▶ [What this task involves] Where does the word "instance" show up in the records? Copy every line that holds it.

▶ [Collected data]

------

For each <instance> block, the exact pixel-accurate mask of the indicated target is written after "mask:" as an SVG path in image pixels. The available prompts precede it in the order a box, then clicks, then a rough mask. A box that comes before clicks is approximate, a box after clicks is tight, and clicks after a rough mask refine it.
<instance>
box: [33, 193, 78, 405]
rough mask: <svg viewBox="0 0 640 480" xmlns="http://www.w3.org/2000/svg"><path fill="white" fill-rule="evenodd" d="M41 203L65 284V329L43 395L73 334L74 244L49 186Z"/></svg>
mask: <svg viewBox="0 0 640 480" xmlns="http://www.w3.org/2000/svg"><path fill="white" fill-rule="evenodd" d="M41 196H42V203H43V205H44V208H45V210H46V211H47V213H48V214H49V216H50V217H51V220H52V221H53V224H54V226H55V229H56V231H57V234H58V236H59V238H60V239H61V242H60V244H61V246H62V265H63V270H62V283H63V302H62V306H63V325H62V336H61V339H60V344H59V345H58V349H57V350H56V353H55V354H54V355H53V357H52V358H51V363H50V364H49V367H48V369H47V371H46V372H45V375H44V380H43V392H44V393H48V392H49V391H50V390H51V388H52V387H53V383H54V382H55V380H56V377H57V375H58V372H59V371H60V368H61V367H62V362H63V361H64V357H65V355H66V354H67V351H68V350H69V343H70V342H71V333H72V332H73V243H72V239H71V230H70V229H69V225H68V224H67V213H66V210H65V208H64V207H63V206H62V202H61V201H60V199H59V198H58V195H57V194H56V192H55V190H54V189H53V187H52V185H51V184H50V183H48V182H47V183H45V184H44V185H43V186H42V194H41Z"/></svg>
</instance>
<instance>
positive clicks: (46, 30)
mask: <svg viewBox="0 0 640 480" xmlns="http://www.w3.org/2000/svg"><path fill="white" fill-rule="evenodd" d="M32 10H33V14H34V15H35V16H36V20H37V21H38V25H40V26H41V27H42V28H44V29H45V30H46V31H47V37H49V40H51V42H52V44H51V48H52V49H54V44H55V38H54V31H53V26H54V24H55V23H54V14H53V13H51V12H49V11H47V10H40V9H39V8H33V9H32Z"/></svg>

------

▶ [Written reply]
For each <instance> block, the exact pixel-accurate mask of the indicated target is written after "mask:" as an SVG path in image pixels. The available prompts precede it in the order a box, then clicks, then a rough mask. A box that comes before clicks is approximate, a box after clicks is tight, and clicks after a rough mask refine it.
<instance>
</instance>
<instance>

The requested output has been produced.